The task | Continue the passage below on resurrection in the ancient world, picking up after its final sentence and ignoring the entries that follow it.

Passage shown |
Resurrection in the ancient world
In the ancient world, “resurrection” always referred to a bodily resurrection. The word wasn’t used when the topic was the survival of our spiritual essence after death.
The pagans uniformly denied resurrection as a possibility, while some (not all) Jews believed in a resurrection. Most pagans believed in life after death. Few believed in a resurrection.
Of course, everyone knew that resurrections weren’t occurring right now! Therefore, resurrection referred to a physical resurrection occurring in the future, with people living as disembodied spirits while awaiting the resurrection.
When the Christians asserted that Jesus had risen from the dead, they were claiming something quite new — an immediate resurrection. They weren’t thereby claiming that Jesus had become divine or that his spirit was in heavenly bliss.
In fact, when the Romans claimed a dead emperor had become divine, they meant he was divine and in heaven. When they sometimes claimed an emperor had been resurrected, they meant he was no longer in heaven but had returned to this corporeal existence.
Resurrection among the Jews
Among the Jews, the Sadducees denied the resurrection as well as any afterlife. Philo, an Alexandrian, Jewish philosopher, taught an afterlife but denied a resurrection.
But most Jews believed in an eventual resurrection. Hence, Martha assumed Jesus was talking about the resurrection when Jesus promised to raise Lazarus from the dead.
(John 11:24-26) Martha answered, “I know he will rise again in the resurrection at the last day.”
25 Jesus said to her, “I am the resurrection and the life. He who believes in me will live, even though he dies; 26 and whoever lives and believes in me will never die. Do you believe this?”
Jesus taught the resurrection, in very Jewish terms.
(Mark 12:24-26) Jesus replied, “Are you not in error because you do not know the Scriptures or the power of God? 25 When the dead rise, they will neither marry nor be given in marriage; they will be like the angels in heaven. 26 Now about the dead rising–have you not read in the book of Moses, in the account of the bush, how God said to him, ‘I am the God of Abraham, the God of Isaac, and the God of Jacob’?”
(Luke 14:13-14) “But when you give a banquet, invite the poor, the crippled, the lame, the blind, 14 and you will be blessed. Although they cannot repay you, you will be repaid at the resurrection of the righteous.”
(John 5:28-29) “Do not be amazed at this, for a time is coming when all who are in their graves will hear his voice 29 and come out [be resurrected]–those who have done good will rise to live, and those who have done evil will rise to be condemned.”
Intriguingly, Jesus affirms the teaching of Daniel on the resurrection —
(Dan 12:2-3) Multitudes who sleep in the dust of the earth will awake: some to everlasting life, others to shame and everlasting contempt. 3 Those who are wise will shine like the brightness of the heavens, and those who lead many to righteousness, like the stars for ever and ever.
(Mat 13:43) Then the righteous will shine like the sun in the kingdom of their Father. He who has ears, let him hear.

Supplied material |
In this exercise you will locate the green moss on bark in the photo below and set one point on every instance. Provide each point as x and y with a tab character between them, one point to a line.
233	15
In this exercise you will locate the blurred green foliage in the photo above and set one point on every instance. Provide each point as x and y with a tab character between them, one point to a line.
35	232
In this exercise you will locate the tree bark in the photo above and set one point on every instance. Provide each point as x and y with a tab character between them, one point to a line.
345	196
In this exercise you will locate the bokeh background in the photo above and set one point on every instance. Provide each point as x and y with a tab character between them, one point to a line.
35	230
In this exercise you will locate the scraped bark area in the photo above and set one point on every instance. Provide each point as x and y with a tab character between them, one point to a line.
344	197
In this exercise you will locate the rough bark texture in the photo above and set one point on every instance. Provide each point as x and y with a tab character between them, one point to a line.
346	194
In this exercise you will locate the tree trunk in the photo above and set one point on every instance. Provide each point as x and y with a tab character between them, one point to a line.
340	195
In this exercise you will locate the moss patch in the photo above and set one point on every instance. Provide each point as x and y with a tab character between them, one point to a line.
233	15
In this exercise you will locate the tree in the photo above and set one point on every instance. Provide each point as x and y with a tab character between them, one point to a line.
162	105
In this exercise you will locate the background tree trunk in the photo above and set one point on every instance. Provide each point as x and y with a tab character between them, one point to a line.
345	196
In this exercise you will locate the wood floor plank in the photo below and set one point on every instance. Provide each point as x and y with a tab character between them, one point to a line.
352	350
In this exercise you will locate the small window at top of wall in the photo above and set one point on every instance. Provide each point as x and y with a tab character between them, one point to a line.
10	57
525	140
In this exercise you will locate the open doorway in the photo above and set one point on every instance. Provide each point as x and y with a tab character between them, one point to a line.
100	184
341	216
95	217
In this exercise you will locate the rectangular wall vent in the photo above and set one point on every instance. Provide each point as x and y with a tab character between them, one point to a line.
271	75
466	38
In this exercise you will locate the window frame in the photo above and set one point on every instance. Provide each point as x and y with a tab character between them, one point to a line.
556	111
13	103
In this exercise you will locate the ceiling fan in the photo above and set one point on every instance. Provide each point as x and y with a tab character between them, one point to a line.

Response to this exercise |
The idea of an immediate resurrection of Jesus — the Messiah — was unthinkable to the apostles —
(Luke 18:31-34) Jesus took the Twelve aside and told them, “We are going up to Jerusalem, and everything that is written by the prophets about the Son of Man will be fulfilled. 32 He will be handed over to the Gentiles. They will mock him, insult him, spit on him, flog him and kill him. 33 On the third day he will rise again.” 34 The disciples did not understand any of this. Its meaning was hidden from them, and they did not know what he was talking about.
(Luke 24:20-21) The chief priests and our rulers handed him over to be sentenced to death, and they crucified him; 21 but we had hoped that he was the one who was going to redeem Israel. And what is more, it is the third day since all this took place.
Until the resurrection of Jesus, the death of Jesus meant to the apostles that the Romans had won. The cross symbolized the ultimately supremacy of Roman power: we will do to you as we wish. Even though Jesus had promised to rise again, the idea was so far outside of Jewish thought, even the apostles were astonished when it happened!
The Christian view of resurrection
Christians virtually never spoke of going to heaven when they die. “Heaven is important but it’s not the end of the world”! Heaven was, at most, a way station on the way to the resurrection.
Jesus promised the thief on the cross an immediate trip to “paradise,” but not an immediate resurrection. After all, that would happen much later.
When Jesus promises what the KJV calls “mansions,” the word is mone, which refers to a temporary dwelling.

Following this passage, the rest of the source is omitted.